======== Quoted passage

Twenty-eight Green parliamentarians took their place in the Bundestag on March 6, 1983, heralding in a new era for the environmentalist party at the federal level and the birth of a four-party system in West Germany. The conservative CDU/CSU sneered as the newly elected parliamentarians, in long beards, overalls and woolly sweaters, reveled in their new roles as the people's representatives.

As in the case of the Left party today, the Greens had been dubbed a protest party and political actors debated fiercely whether the established parties dared forge alliances with them. But they had won 5.6 percent in federal elections and could no longer be discounted.

Greens in the Bundestag
The Greens' presence in the Bundestag signified a cultural revolutionImage: AP

The party had been born only three years previously out of a number of protest movements, drawing support not only from young voters, but from a broad swath of society.

================

Written request A -> In the passage on the Greens' arrival in the Bundestag, what percentage of the vote did the Greens win in the federal elections?

======== Records shown

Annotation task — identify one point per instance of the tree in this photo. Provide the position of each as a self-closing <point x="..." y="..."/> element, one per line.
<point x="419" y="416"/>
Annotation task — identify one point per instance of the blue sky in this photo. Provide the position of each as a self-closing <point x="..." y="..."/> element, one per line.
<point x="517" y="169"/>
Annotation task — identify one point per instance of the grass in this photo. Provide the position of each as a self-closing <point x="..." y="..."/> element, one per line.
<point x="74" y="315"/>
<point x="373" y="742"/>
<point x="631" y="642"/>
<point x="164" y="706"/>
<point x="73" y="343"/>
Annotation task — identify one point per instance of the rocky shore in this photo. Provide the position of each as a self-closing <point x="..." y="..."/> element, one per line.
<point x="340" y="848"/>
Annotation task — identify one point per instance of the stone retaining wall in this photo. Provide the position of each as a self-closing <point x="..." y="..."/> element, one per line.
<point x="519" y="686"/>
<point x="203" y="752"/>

================

Written request B -> Can you rewrite the records from the line that contains "Annotation task — identify one point per instance of the grass" through the end of the records, changing "Annotation task" to "Labeling task" and leaving everything else as it is, with no other lines included?

Task solution A -> 5.6 percent

Task solution B ->
Labeling task — identify one point per instance of the grass in this photo. Provide the position of each as a self-closing <point x="..." y="..."/> element, one per line.
<point x="74" y="315"/>
<point x="373" y="742"/>
<point x="631" y="642"/>
<point x="164" y="706"/>
<point x="73" y="343"/>
Labeling task — identify one point per instance of the rocky shore in this photo. Provide the position of each as a self-closing <point x="..." y="..."/> element, one per line.
<point x="340" y="848"/>
Labeling task — identify one point per instance of the stone retaining wall in this photo. Provide the position of each as a self-closing <point x="..." y="..."/> element, one per line.
<point x="519" y="686"/>
<point x="203" y="752"/>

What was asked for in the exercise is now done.